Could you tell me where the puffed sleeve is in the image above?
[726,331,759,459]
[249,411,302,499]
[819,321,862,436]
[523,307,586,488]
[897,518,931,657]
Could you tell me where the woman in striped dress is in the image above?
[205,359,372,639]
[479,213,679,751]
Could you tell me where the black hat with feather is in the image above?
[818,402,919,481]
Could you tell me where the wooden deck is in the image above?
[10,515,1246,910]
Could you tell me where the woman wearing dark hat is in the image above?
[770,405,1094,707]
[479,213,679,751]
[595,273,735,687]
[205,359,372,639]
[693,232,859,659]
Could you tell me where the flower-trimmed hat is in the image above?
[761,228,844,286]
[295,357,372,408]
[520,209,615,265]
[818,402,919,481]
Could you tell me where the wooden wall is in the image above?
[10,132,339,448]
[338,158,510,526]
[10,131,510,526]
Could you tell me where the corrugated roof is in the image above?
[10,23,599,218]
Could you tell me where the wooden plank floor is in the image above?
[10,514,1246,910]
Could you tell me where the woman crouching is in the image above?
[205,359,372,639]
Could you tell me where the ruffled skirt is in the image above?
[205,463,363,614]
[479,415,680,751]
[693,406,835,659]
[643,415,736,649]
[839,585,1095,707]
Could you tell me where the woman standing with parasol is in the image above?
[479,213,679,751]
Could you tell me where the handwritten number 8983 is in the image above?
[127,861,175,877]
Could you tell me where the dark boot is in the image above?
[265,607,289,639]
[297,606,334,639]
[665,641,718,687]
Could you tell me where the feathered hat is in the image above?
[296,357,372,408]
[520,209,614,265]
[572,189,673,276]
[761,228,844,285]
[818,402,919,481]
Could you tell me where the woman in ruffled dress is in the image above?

=======

Please rewrite the entries above with every "Could you tell me" changed to "Can you show me" and nothing else altered.

> _SOLUTION TO THE EXERCISE_
Can you show me where the puffed sleeve is in the image above?
[726,331,759,459]
[249,411,302,499]
[819,321,862,436]
[523,307,586,488]
[897,518,931,657]
Can you show me where the woman in striped dress is in the image above?
[205,359,372,639]
[479,213,679,751]
Can you show me where the black hat with feather is in the image above?
[818,402,919,481]
Can you show me where the wooden deck is in the image above?
[10,515,1246,910]
Can you show me where the woman wearing dark hat is in the image above?
[770,405,1094,707]
[479,213,679,751]
[595,273,735,687]
[205,359,372,639]
[693,232,859,659]
Can you show me where the flower-trimmed hat is in the image above?
[761,228,844,286]
[295,357,372,408]
[520,209,615,265]
[818,402,919,481]
Can you show me where the wooden wall is in the image above?
[10,132,339,448]
[338,158,510,526]
[10,131,510,526]
Can you show me where the corrugated roof is in the image above?
[10,23,599,218]
Can you show me where the wooden plank floor is in the image above?
[10,514,1246,910]
Can you show me where the woman crouching is in the image above?
[205,359,372,639]
Can you show me where the ruffled skirt is in the image above?
[205,463,363,614]
[479,415,680,751]
[693,406,835,659]
[643,415,736,649]
[839,585,1095,707]
Can you show me where the woman standing with parasol is in the image above?
[479,213,679,751]
Can you show me where the handwritten number 8983 is in the image above?
[127,861,175,877]
Can you show me where the dark boot is in the image above?
[265,607,289,639]
[297,606,334,639]
[665,641,718,687]
Can you show me where the feathered hat is in the image above?
[296,357,372,408]
[520,209,614,265]
[572,189,673,276]
[761,228,844,285]
[818,402,919,481]
Can you show me where the woman in ruffled dress is in the image above?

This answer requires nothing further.